## About this exercise
Your copy of the data below must be exact and must leave out all pictures.

[Records from a collection]
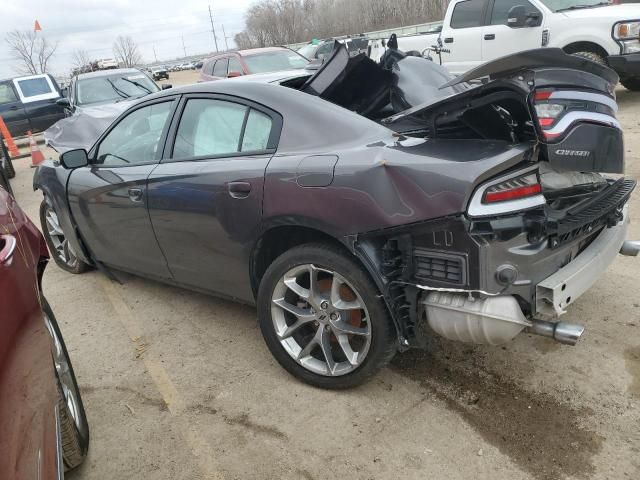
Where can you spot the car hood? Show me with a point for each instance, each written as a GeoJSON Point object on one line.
{"type": "Point", "coordinates": [84, 127]}
{"type": "Point", "coordinates": [613, 12]}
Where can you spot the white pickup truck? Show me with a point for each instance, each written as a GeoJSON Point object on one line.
{"type": "Point", "coordinates": [478, 31]}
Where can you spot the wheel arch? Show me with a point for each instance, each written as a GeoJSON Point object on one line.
{"type": "Point", "coordinates": [586, 46]}
{"type": "Point", "coordinates": [279, 238]}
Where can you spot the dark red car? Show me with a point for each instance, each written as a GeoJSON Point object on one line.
{"type": "Point", "coordinates": [43, 427]}
{"type": "Point", "coordinates": [247, 62]}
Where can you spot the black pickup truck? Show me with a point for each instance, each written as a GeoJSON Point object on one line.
{"type": "Point", "coordinates": [29, 103]}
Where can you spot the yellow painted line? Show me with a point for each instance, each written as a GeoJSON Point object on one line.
{"type": "Point", "coordinates": [199, 446]}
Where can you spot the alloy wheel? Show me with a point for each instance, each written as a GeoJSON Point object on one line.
{"type": "Point", "coordinates": [63, 249]}
{"type": "Point", "coordinates": [321, 320]}
{"type": "Point", "coordinates": [65, 376]}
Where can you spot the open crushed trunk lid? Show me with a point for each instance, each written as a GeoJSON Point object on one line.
{"type": "Point", "coordinates": [562, 103]}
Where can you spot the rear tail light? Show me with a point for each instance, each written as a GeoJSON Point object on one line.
{"type": "Point", "coordinates": [558, 110]}
{"type": "Point", "coordinates": [513, 189]}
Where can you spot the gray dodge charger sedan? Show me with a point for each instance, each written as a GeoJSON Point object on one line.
{"type": "Point", "coordinates": [364, 206]}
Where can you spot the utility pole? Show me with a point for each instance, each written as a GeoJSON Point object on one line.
{"type": "Point", "coordinates": [226, 45]}
{"type": "Point", "coordinates": [213, 30]}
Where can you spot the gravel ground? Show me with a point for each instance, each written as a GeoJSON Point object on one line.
{"type": "Point", "coordinates": [179, 385]}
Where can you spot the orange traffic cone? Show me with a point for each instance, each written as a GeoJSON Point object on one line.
{"type": "Point", "coordinates": [13, 149]}
{"type": "Point", "coordinates": [36, 155]}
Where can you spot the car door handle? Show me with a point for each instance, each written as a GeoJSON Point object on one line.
{"type": "Point", "coordinates": [239, 189]}
{"type": "Point", "coordinates": [136, 194]}
{"type": "Point", "coordinates": [7, 247]}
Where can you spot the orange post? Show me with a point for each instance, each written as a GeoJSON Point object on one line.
{"type": "Point", "coordinates": [13, 150]}
{"type": "Point", "coordinates": [36, 155]}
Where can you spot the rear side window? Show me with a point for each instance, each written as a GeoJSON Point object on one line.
{"type": "Point", "coordinates": [256, 132]}
{"type": "Point", "coordinates": [207, 68]}
{"type": "Point", "coordinates": [235, 66]}
{"type": "Point", "coordinates": [468, 14]}
{"type": "Point", "coordinates": [220, 69]}
{"type": "Point", "coordinates": [501, 10]}
{"type": "Point", "coordinates": [7, 95]}
{"type": "Point", "coordinates": [215, 127]}
{"type": "Point", "coordinates": [34, 86]}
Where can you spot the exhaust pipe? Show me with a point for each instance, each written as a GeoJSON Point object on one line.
{"type": "Point", "coordinates": [493, 321]}
{"type": "Point", "coordinates": [630, 248]}
{"type": "Point", "coordinates": [563, 332]}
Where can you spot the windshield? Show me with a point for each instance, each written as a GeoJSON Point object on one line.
{"type": "Point", "coordinates": [558, 5]}
{"type": "Point", "coordinates": [114, 88]}
{"type": "Point", "coordinates": [275, 61]}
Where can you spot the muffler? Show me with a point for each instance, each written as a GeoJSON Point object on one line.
{"type": "Point", "coordinates": [630, 248]}
{"type": "Point", "coordinates": [493, 320]}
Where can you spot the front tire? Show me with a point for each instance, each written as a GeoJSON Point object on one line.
{"type": "Point", "coordinates": [74, 427]}
{"type": "Point", "coordinates": [631, 83]}
{"type": "Point", "coordinates": [323, 319]}
{"type": "Point", "coordinates": [61, 250]}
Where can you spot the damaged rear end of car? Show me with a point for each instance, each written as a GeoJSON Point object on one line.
{"type": "Point", "coordinates": [540, 223]}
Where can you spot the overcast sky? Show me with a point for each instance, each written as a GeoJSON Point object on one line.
{"type": "Point", "coordinates": [93, 25]}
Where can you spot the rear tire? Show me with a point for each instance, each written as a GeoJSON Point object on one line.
{"type": "Point", "coordinates": [59, 247]}
{"type": "Point", "coordinates": [631, 83]}
{"type": "Point", "coordinates": [74, 427]}
{"type": "Point", "coordinates": [342, 334]}
{"type": "Point", "coordinates": [594, 57]}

## Solution to the problem
Where can you spot the car hood? Show me with a point for each instance, each written as a GeoJSON Point object on one line.
{"type": "Point", "coordinates": [84, 127]}
{"type": "Point", "coordinates": [613, 12]}
Where can you spot the white pickup truck? Show me with a point for each instance, each written as a GeoJSON Point object on one line.
{"type": "Point", "coordinates": [478, 31]}
Where can you spot the wheel arch? Show me with a point for each instance, each written as a GeoJSON Point object on one line.
{"type": "Point", "coordinates": [586, 46]}
{"type": "Point", "coordinates": [279, 238]}
Where can you spot the dark red car? Show me with a point for each instance, each written as a GeoJSON Point object on one line.
{"type": "Point", "coordinates": [43, 427]}
{"type": "Point", "coordinates": [247, 62]}
Where can you spot the black pickup truck? Show me with a point for each instance, each written as a GeoJSON Point object on one line.
{"type": "Point", "coordinates": [29, 103]}
Where can you spot the yellow painted line? Show me with a point for each instance, each written as a GeoJSON Point object on one line.
{"type": "Point", "coordinates": [199, 446]}
Where can you spot the alloy wheel? Show me with a point for each instance, each written as a GeoJSON Point object on one line.
{"type": "Point", "coordinates": [63, 249]}
{"type": "Point", "coordinates": [321, 320]}
{"type": "Point", "coordinates": [65, 376]}
Where can you spot the open crushed trunk lid? Show me with a point for each instance, each written as a GeoJSON Point object on one line.
{"type": "Point", "coordinates": [562, 103]}
Where can you spot the rear tail light? Show me with a point for each instance, each written as a GeoJSON Point object on one line.
{"type": "Point", "coordinates": [558, 110]}
{"type": "Point", "coordinates": [513, 189]}
Where can you spot the gray dodge charger sedan? Show me with a point for each instance, each written as a GeoJSON Point object on one line.
{"type": "Point", "coordinates": [364, 206]}
Where can you spot the utility pole? Show me with a point for each instance, each written as a GeoJSON Point object on one line.
{"type": "Point", "coordinates": [226, 45]}
{"type": "Point", "coordinates": [213, 30]}
Where can you spot the gravel ground? Show me with a point for each instance, each written as a GeoJSON Point object on one line.
{"type": "Point", "coordinates": [179, 385]}
Where can you spot the orange traffic cone? Show me with a point for each instance, each written as a GeoJSON Point object on one line.
{"type": "Point", "coordinates": [13, 149]}
{"type": "Point", "coordinates": [36, 155]}
Where can you spot the car door handle? Show me with a point for each instance, each written as a GeoJSON Point object on one line.
{"type": "Point", "coordinates": [239, 189]}
{"type": "Point", "coordinates": [136, 194]}
{"type": "Point", "coordinates": [7, 247]}
Where can you spot the orange post? Show me with a point for each instance, each written as a GeoJSON Point object on one line.
{"type": "Point", "coordinates": [13, 150]}
{"type": "Point", "coordinates": [36, 155]}
Where can you spot the rear side window? Show me with a point for each instance, each written as a GeoJSON Point object on one line.
{"type": "Point", "coordinates": [256, 132]}
{"type": "Point", "coordinates": [207, 68]}
{"type": "Point", "coordinates": [235, 66]}
{"type": "Point", "coordinates": [468, 14]}
{"type": "Point", "coordinates": [220, 69]}
{"type": "Point", "coordinates": [501, 10]}
{"type": "Point", "coordinates": [7, 95]}
{"type": "Point", "coordinates": [215, 127]}
{"type": "Point", "coordinates": [34, 86]}
Where can you spot the exhaust pipe? Show me with a point for each instance, each written as a GeoJSON Point object on one line.
{"type": "Point", "coordinates": [493, 321]}
{"type": "Point", "coordinates": [630, 248]}
{"type": "Point", "coordinates": [563, 332]}
Where can you spot the windshield? Show me with a point for each instance, each written as a GeoJSON Point object on one line.
{"type": "Point", "coordinates": [558, 5]}
{"type": "Point", "coordinates": [114, 88]}
{"type": "Point", "coordinates": [275, 61]}
Where can you spot the muffler? Show me with a point for each instance, each written as a GeoJSON Point object on one line.
{"type": "Point", "coordinates": [630, 248]}
{"type": "Point", "coordinates": [493, 320]}
Where can you spot the front tire? Show me with a point for each instance, each written as a GeoJSON Point object on one line.
{"type": "Point", "coordinates": [74, 427]}
{"type": "Point", "coordinates": [631, 83]}
{"type": "Point", "coordinates": [323, 319]}
{"type": "Point", "coordinates": [61, 250]}
Where can you spot the damaged rear end of car? Show me with a point for each instance, each written as a GeoJSON Point object on one line.
{"type": "Point", "coordinates": [540, 223]}
Where can you spot the overcast sky? Show me with a point for each instance, each written as a GeoJSON Point object on one line.
{"type": "Point", "coordinates": [93, 25]}
Where can you spot the rear tire? Show me with a point for each instance, each written as a GeoJSON Point object on one line.
{"type": "Point", "coordinates": [59, 247]}
{"type": "Point", "coordinates": [631, 83]}
{"type": "Point", "coordinates": [74, 427]}
{"type": "Point", "coordinates": [342, 334]}
{"type": "Point", "coordinates": [594, 57]}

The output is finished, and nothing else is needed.